Dataset excerpts on pointing at objects
════════
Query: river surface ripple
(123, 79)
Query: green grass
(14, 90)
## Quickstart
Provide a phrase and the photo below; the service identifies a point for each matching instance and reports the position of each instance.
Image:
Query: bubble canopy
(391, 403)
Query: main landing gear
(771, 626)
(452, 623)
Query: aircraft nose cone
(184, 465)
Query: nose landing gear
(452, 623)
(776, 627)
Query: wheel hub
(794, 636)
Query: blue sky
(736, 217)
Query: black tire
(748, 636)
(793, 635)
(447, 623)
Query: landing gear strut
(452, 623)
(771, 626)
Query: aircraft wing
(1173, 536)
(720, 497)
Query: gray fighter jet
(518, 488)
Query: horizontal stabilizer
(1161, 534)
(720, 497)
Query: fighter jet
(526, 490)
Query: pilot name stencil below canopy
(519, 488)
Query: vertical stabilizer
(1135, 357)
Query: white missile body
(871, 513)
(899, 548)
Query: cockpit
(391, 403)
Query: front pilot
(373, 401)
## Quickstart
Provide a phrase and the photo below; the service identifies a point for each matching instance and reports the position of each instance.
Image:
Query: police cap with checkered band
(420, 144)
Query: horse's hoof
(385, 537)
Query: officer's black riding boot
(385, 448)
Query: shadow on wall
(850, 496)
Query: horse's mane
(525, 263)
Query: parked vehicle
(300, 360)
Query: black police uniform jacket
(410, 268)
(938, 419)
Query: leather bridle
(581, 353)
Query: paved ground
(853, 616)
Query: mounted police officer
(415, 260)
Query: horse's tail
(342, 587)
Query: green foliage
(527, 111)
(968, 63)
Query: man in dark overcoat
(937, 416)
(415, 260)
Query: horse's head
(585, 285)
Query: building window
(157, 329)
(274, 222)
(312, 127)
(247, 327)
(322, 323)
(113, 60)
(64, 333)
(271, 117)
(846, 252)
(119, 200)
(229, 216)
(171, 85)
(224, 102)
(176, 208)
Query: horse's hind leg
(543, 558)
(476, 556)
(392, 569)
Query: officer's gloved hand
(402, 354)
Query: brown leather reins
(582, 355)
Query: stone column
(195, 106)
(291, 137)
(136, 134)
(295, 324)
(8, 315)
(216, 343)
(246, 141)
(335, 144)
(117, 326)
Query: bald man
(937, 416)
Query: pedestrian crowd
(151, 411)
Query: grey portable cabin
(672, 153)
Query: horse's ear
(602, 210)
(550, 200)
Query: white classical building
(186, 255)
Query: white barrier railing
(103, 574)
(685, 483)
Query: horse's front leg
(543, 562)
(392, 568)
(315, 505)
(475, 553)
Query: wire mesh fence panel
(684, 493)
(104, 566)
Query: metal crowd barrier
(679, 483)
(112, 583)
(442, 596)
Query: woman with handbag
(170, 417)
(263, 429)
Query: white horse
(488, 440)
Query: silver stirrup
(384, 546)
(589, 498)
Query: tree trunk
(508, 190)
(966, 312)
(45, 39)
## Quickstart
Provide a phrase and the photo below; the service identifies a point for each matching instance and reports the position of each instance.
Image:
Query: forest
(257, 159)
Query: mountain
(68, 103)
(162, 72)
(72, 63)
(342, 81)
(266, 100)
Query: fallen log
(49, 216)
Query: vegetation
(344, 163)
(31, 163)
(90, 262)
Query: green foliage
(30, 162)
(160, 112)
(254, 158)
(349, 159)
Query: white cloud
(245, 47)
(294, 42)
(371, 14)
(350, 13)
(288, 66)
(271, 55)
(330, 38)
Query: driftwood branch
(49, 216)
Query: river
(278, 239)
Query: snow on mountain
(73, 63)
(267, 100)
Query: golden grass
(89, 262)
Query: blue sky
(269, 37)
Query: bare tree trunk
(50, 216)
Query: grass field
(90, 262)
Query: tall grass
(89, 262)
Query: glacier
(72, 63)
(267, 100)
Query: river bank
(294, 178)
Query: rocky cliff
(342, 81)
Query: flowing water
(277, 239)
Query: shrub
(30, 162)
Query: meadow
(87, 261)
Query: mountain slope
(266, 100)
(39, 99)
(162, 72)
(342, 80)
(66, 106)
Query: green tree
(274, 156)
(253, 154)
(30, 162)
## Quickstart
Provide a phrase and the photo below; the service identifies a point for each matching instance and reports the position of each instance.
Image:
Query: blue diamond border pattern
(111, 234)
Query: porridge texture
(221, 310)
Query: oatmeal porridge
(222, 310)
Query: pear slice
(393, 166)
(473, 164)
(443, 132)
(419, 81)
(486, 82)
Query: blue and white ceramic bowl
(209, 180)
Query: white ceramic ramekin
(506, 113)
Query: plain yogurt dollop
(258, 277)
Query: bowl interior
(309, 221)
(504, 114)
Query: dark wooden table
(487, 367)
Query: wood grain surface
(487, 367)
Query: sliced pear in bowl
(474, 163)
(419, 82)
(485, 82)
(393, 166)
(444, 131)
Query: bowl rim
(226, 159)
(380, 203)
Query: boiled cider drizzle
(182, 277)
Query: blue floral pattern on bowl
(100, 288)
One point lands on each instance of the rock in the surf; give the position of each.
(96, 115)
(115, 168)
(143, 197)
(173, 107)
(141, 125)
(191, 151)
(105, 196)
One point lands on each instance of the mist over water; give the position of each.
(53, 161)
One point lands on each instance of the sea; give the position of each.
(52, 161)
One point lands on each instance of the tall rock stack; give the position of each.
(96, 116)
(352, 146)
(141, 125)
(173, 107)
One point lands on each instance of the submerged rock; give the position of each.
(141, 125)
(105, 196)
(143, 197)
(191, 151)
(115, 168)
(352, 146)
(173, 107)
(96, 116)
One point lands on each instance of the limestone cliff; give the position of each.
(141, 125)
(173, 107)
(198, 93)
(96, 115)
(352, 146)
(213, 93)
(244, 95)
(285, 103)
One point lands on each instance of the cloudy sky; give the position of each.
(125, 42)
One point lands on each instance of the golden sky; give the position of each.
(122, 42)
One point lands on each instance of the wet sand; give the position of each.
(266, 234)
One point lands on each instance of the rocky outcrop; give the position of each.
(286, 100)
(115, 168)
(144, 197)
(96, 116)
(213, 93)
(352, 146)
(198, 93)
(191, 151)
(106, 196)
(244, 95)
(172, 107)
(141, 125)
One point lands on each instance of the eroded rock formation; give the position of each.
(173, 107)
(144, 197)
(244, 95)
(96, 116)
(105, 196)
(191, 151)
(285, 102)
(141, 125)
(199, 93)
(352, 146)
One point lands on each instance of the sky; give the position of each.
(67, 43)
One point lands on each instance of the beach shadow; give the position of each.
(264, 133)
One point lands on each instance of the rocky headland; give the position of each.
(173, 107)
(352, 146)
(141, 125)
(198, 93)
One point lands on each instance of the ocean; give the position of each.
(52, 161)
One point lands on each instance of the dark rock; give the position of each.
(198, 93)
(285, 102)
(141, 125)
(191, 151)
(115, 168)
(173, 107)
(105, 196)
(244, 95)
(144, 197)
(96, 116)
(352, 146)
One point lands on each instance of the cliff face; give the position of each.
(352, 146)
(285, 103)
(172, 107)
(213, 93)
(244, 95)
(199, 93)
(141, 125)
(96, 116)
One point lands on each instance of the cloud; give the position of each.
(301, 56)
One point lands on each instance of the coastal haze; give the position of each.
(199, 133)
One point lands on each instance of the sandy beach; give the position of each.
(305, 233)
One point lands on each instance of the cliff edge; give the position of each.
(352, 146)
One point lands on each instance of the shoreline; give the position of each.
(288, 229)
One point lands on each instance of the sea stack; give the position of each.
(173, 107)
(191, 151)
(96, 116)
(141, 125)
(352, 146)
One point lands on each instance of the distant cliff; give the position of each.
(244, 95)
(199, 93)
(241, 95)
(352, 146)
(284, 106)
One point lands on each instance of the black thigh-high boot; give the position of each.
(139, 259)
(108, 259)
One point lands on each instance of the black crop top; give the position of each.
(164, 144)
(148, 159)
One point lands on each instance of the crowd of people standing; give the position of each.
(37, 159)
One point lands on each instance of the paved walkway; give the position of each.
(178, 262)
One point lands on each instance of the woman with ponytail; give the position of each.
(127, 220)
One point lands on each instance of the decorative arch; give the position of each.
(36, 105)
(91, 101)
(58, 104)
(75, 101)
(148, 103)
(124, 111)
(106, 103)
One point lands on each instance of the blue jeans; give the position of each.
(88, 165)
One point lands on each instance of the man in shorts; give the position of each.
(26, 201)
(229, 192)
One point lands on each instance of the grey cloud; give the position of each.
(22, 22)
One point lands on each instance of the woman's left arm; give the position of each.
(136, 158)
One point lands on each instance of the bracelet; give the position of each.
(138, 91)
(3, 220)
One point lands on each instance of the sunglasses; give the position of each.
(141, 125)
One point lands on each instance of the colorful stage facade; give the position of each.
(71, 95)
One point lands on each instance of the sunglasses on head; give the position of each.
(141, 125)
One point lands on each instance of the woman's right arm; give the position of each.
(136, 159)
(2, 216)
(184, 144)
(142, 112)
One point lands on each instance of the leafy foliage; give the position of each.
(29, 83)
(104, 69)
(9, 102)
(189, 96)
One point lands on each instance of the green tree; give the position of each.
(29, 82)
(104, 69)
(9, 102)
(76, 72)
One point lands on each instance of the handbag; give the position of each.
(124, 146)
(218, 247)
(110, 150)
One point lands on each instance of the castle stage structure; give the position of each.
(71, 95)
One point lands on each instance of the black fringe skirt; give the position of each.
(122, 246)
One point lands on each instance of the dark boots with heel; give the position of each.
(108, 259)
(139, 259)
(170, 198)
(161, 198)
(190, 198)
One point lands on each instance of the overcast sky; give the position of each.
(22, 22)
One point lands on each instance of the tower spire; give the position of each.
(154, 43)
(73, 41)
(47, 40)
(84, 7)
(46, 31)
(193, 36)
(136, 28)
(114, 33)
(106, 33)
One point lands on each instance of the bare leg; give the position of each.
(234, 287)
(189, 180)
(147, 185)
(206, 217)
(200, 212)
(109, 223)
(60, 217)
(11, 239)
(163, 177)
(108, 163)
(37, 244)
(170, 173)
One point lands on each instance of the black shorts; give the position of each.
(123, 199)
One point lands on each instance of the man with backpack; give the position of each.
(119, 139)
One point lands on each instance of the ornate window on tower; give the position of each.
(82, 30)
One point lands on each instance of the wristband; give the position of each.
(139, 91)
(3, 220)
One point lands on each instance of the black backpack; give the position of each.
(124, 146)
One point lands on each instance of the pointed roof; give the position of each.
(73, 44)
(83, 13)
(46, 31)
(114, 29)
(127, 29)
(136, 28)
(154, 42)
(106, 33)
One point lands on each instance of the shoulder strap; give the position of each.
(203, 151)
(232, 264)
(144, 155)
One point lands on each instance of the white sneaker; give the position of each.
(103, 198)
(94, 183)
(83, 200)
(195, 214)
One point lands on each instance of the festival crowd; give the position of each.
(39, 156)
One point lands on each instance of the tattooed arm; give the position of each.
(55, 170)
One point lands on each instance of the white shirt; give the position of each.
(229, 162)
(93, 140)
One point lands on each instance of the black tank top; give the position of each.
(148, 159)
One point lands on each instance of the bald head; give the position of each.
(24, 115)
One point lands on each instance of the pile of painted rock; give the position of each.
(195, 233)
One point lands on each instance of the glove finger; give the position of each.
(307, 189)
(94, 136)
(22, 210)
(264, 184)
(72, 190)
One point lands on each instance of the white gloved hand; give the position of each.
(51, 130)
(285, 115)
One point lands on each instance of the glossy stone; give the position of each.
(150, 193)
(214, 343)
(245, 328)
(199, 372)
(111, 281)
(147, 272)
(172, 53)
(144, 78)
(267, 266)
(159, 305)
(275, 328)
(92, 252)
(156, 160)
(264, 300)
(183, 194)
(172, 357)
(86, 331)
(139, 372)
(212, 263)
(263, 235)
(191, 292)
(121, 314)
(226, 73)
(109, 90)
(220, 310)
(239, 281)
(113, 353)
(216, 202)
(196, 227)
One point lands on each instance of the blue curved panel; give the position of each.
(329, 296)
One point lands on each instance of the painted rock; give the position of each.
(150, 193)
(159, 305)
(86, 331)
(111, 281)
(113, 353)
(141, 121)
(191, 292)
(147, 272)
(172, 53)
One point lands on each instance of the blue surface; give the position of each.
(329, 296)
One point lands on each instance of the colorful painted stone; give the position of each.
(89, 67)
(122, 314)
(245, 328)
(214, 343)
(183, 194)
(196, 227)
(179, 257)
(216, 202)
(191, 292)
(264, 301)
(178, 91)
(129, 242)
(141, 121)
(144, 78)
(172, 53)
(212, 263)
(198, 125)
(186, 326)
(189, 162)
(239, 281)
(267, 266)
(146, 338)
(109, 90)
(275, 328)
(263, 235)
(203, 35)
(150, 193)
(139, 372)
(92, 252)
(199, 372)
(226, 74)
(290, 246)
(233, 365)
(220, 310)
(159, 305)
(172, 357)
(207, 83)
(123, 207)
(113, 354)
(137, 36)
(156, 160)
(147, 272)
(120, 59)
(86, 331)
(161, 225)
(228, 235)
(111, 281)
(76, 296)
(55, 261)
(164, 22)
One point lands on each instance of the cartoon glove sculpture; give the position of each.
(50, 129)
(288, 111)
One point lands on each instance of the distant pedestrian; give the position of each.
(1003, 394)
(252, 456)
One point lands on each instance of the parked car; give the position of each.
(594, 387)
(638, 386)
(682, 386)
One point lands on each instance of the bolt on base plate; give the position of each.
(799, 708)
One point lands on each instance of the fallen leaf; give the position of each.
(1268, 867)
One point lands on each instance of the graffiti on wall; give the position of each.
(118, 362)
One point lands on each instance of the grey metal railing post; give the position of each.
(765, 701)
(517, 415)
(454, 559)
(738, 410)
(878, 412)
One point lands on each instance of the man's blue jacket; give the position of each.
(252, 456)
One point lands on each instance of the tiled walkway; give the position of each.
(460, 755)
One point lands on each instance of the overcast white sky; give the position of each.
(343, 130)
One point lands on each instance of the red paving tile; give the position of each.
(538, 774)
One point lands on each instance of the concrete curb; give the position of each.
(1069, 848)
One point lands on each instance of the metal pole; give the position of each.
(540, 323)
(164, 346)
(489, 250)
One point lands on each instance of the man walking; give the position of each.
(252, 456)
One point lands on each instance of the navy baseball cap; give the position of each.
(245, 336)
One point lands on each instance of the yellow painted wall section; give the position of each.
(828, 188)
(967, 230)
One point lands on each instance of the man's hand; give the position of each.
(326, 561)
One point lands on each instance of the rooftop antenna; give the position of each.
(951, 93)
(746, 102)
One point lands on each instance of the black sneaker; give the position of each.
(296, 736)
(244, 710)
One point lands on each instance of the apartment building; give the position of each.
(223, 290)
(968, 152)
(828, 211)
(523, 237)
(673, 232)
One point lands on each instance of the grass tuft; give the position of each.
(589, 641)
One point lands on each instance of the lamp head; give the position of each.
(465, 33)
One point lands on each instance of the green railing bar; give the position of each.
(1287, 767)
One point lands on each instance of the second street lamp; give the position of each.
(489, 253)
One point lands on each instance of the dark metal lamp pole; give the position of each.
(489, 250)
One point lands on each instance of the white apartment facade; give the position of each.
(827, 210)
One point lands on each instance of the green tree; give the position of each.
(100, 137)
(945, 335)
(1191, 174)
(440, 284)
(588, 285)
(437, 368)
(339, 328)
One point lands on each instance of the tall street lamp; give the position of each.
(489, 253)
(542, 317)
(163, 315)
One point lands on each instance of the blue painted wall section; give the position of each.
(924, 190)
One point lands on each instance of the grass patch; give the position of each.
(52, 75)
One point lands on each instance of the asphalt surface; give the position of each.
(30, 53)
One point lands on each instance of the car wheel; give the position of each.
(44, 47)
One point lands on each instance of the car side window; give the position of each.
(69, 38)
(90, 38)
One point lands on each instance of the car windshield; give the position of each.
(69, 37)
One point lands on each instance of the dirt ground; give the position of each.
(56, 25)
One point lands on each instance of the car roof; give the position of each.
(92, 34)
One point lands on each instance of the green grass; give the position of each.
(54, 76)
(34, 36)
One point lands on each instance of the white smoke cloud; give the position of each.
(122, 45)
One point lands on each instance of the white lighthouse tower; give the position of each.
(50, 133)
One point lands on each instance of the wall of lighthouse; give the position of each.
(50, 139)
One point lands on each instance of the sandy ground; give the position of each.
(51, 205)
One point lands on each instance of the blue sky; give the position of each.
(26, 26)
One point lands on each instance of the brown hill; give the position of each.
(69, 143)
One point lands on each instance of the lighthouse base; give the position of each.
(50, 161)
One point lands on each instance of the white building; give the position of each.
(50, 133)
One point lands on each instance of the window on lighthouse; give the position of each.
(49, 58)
════════
> **Your goal**
From the start of the material through the line with "(1135, 357)", write the lines again, replacing "landing gear" with "undercarriage" and leaving everything else unchanged.

> **Written reply**
Query: river surface ripple
(123, 79)
Query: green grass
(14, 90)
## Quickstart
Provide a phrase and the photo below; the service identifies a point for each matching instance and reports the position of each instance.
Image:
Query: bubble canopy
(391, 403)
Query: main undercarriage
(771, 626)
(452, 623)
Query: aircraft nose cone
(184, 465)
Query: nose undercarriage
(452, 623)
(776, 627)
Query: wheel hub
(794, 636)
Query: blue sky
(736, 217)
Query: black tire
(748, 636)
(793, 635)
(447, 623)
Query: undercarriage strut
(452, 623)
(771, 626)
Query: aircraft wing
(1173, 536)
(720, 497)
Query: gray fighter jet
(518, 488)
Query: horizontal stabilizer
(1161, 534)
(720, 497)
Query: fighter jet
(526, 490)
Query: pilot name stencil below canopy
(519, 488)
Query: vertical stabilizer
(1135, 357)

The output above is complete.